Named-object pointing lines
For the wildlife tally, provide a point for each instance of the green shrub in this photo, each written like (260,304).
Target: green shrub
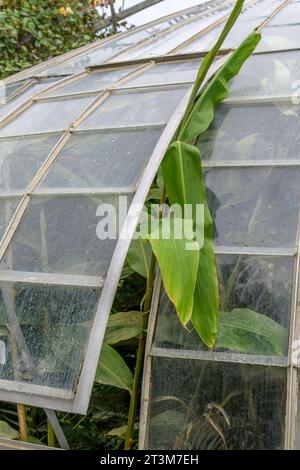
(32,31)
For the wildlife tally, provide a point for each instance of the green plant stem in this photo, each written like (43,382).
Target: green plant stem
(22,423)
(140,357)
(50,435)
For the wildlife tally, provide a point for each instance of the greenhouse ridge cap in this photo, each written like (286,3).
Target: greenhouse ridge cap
(89,47)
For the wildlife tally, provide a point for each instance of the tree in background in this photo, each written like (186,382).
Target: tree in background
(33,31)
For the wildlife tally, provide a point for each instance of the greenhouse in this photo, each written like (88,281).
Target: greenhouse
(90,128)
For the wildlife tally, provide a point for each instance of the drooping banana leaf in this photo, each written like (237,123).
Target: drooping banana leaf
(123,326)
(139,256)
(245,331)
(182,172)
(217,90)
(113,370)
(209,58)
(183,177)
(178,265)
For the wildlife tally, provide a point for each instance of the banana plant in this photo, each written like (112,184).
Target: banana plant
(189,277)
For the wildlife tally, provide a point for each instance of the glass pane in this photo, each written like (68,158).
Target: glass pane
(288,15)
(268,75)
(254,207)
(59,234)
(7,210)
(102,159)
(44,333)
(251,17)
(252,133)
(162,74)
(92,82)
(49,116)
(165,43)
(7,90)
(211,406)
(137,108)
(261,284)
(280,38)
(18,101)
(20,159)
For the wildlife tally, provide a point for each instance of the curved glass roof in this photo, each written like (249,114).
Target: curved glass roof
(91,128)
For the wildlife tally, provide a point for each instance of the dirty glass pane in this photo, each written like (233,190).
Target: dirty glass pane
(19,100)
(102,159)
(251,133)
(288,15)
(254,206)
(163,74)
(44,333)
(20,159)
(60,234)
(268,75)
(135,108)
(261,284)
(280,38)
(197,405)
(7,90)
(48,116)
(8,206)
(92,82)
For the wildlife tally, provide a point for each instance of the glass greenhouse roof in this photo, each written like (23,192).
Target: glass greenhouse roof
(91,127)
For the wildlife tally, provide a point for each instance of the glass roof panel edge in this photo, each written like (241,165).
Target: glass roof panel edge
(25,74)
(88,371)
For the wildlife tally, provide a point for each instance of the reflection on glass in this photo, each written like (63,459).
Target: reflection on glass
(197,405)
(44,332)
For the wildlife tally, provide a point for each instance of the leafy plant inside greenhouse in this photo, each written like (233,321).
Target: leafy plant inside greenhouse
(124,335)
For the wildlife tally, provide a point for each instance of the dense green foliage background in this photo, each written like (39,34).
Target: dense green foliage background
(33,31)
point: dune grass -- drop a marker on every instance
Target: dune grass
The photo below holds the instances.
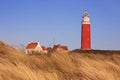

• [WRITTEN PROBLEM]
Rewrite the lines from the one containing "written like (63,459)." through the last line, both included, with "wildlife tally" changed to "species count" and nothing else altered. Leave the pictures out of the answer.

• [WRITTEN ANSWER]
For the species count, provide a point for each instance of the reflection on glass in this photo, each written like (63,459).
Target: reflection on glass
(197,405)
(44,332)
For the species count, provide a point for each instance of the leafy plant inside greenhouse in this photo, each written like (233,321).
Target: leafy plant inside greenhouse
(124,335)
For the species count, provide a point for each instance of the dense green foliage background in this photo, each written like (39,34).
Target: dense green foliage background
(33,31)
point: dune grass -- drop a marker on every instance
Target: dune grass
The photo below holds the instances.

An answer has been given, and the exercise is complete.